REQUIREMENTS:
Report every line of the data below that contains the word "pedestrian". Case counts.

RECORDED DATA:
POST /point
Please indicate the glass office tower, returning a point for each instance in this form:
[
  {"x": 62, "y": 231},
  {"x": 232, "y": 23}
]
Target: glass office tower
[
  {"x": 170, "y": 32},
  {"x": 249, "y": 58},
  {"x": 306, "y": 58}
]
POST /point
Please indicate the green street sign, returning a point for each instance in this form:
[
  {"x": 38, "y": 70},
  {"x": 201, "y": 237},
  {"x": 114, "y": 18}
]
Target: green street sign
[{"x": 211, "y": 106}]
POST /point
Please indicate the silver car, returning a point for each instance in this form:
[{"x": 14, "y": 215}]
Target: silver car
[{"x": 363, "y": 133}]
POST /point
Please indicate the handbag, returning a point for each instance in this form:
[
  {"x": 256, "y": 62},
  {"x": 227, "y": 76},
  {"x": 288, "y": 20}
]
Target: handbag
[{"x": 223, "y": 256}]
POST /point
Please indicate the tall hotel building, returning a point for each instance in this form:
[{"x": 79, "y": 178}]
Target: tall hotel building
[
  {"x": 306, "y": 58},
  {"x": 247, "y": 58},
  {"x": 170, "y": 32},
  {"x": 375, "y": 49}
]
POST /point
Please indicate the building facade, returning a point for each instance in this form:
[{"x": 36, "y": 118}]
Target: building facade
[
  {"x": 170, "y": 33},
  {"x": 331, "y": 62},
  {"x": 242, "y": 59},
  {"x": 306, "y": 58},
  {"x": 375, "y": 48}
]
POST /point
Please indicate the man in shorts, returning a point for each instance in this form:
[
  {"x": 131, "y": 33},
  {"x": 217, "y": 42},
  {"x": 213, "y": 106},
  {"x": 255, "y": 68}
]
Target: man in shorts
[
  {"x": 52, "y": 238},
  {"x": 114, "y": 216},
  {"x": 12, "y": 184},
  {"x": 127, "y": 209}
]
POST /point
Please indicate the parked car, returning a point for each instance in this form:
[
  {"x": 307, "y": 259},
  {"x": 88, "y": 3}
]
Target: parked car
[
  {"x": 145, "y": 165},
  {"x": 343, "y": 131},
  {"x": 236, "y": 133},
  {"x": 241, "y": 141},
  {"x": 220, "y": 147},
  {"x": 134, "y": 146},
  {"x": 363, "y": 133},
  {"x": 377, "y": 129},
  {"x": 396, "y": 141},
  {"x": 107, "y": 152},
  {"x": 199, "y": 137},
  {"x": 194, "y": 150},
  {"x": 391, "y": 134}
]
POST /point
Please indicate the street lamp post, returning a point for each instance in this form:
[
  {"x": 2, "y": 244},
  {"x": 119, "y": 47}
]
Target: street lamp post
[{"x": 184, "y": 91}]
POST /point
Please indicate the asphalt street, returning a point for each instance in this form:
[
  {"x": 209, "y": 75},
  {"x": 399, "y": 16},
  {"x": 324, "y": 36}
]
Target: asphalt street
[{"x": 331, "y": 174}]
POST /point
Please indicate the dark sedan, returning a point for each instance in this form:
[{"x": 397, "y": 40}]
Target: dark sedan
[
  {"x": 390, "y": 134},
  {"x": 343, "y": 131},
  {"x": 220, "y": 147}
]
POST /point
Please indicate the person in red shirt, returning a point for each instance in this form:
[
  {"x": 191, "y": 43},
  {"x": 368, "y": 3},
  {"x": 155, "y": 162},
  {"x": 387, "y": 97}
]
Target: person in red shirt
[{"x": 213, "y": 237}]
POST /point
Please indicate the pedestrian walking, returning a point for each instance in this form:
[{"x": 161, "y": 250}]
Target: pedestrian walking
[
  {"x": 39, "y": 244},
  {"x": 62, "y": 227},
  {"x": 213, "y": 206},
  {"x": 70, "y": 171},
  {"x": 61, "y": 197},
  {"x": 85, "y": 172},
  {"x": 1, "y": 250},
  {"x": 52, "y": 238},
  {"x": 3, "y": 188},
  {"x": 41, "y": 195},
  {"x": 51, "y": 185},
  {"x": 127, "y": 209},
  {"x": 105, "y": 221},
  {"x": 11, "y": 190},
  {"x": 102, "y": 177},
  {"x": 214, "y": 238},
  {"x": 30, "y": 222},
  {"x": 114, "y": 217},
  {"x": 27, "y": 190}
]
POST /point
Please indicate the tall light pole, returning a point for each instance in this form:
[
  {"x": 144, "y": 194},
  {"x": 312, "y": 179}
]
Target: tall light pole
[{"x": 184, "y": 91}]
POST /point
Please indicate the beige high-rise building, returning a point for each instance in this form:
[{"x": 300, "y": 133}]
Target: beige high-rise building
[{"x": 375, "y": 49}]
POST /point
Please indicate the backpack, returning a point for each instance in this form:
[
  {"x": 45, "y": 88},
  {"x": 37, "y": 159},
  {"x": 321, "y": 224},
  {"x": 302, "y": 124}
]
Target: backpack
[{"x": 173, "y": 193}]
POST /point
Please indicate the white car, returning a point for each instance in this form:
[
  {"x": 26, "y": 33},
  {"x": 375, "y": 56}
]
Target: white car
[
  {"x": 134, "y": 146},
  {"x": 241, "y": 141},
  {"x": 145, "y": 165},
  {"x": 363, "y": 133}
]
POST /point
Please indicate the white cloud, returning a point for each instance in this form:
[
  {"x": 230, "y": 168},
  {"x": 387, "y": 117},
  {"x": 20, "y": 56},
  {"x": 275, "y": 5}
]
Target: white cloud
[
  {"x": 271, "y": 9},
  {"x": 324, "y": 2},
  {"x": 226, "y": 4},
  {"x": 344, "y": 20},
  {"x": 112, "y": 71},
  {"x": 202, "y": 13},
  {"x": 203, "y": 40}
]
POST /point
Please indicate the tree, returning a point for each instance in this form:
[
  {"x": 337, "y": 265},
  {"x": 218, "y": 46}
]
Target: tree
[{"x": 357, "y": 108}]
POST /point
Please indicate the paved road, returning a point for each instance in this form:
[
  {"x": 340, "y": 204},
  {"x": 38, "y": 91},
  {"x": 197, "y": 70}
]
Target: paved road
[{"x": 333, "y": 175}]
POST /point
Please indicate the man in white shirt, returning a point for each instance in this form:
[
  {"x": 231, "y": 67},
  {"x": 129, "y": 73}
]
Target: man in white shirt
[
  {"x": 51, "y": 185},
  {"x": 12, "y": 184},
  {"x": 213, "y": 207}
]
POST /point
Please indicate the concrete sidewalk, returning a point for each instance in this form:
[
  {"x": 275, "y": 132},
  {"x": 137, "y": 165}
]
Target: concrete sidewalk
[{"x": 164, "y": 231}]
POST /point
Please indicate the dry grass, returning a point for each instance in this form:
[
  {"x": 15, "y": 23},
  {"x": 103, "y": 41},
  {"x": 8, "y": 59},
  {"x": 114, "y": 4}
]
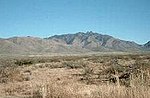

COMPLETED EXERCISE:
Please indicate the pedestrian walking, returning a point for each instance in this form:
Target: pedestrian walking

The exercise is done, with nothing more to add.